■ REQUIREMENT
Return only those lines of the listing that hold the word "parked".
======== DATASET ========
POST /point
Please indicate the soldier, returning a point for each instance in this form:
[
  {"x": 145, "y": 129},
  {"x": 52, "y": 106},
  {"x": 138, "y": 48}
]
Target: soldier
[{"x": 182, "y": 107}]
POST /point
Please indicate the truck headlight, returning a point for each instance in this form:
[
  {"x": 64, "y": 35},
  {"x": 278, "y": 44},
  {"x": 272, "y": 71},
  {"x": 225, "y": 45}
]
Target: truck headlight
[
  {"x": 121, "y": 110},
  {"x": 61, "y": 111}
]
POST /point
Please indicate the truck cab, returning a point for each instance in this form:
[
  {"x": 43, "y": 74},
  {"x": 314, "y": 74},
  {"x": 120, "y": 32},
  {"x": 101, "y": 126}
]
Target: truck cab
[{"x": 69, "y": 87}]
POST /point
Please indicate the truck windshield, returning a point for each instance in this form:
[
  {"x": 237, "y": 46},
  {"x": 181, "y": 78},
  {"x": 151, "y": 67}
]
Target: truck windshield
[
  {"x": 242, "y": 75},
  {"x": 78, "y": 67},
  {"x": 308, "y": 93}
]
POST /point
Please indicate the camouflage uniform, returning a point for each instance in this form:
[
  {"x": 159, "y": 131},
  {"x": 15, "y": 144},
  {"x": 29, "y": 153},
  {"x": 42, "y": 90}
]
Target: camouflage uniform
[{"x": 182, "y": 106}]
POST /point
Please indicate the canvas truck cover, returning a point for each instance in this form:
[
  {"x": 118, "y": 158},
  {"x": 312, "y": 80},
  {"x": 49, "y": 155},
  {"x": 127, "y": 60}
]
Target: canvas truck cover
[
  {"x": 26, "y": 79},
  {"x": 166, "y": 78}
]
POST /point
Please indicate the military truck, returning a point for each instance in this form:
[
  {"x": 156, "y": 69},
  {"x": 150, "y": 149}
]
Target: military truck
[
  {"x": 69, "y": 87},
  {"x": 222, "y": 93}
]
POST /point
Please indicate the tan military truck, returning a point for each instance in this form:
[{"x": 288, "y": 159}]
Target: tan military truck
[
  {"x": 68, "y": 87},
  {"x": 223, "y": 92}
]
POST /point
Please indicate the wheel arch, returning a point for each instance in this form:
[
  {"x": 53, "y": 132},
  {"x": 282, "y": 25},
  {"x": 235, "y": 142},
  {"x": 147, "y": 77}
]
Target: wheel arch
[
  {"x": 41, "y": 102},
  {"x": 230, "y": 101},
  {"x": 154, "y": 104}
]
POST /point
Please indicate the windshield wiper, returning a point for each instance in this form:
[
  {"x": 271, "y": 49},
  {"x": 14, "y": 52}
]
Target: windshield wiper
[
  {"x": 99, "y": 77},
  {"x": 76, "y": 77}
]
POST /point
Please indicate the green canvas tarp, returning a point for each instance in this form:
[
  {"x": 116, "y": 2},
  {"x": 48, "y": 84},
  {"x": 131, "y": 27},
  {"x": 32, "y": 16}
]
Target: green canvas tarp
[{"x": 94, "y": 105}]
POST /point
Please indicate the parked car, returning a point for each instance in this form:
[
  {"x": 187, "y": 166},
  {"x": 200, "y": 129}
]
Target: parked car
========
■ SOLUTION FOR THIS PROBLEM
Please indicate the parked car, returning a point for each instance in this form:
Target: parked car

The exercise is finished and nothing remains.